[Image point annotation entries]
-------------------------
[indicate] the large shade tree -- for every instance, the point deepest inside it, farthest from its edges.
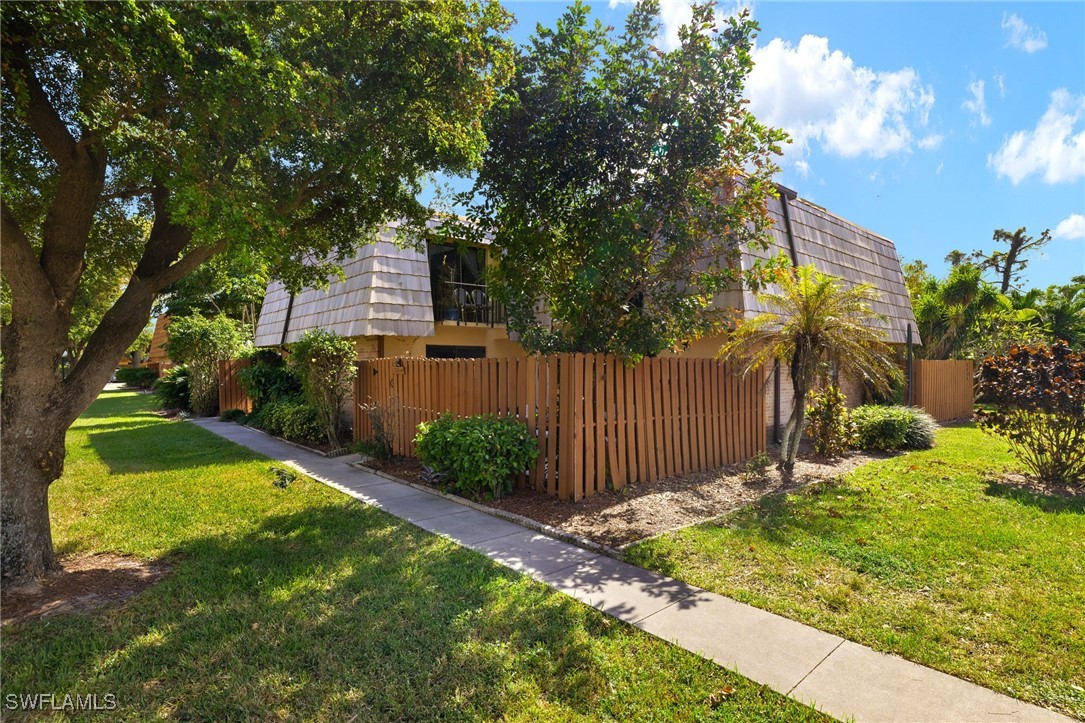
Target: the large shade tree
(157, 136)
(621, 181)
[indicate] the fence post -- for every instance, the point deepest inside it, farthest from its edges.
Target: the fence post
(911, 377)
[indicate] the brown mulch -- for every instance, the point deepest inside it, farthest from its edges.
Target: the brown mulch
(87, 582)
(646, 509)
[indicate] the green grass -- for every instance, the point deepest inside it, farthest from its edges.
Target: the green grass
(304, 604)
(919, 555)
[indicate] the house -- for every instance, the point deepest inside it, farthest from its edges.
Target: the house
-------------------------
§ Exercise task: Reproduce every line of the records above, requests included, shifting each coordinate in the answers by adding -109 to it. Omit the pictures.

§ Solution for this task:
[indicate] the large shade tree -- for every instance, the point deepest inside it, farthest from its edges.
Target: the large shade tree
(48, 27)
(512, 72)
[indicate] the fence post -- for every instance, the point deepest inside it, farthest from its edges.
Target: the fence post
(802, 268)
[indicate] the brown mulch -- for every instance, the point deepest inside it, farthest from its edges.
Target: the brown mulch
(-22, 473)
(537, 400)
[indicate] the green grass -- for every instance, the point deepest inside it, farthest from its edges.
Target: the green grass
(195, 495)
(810, 446)
[indicate] the house -- for every instance, the point deepest inside it, farthest from its edges.
Target: the house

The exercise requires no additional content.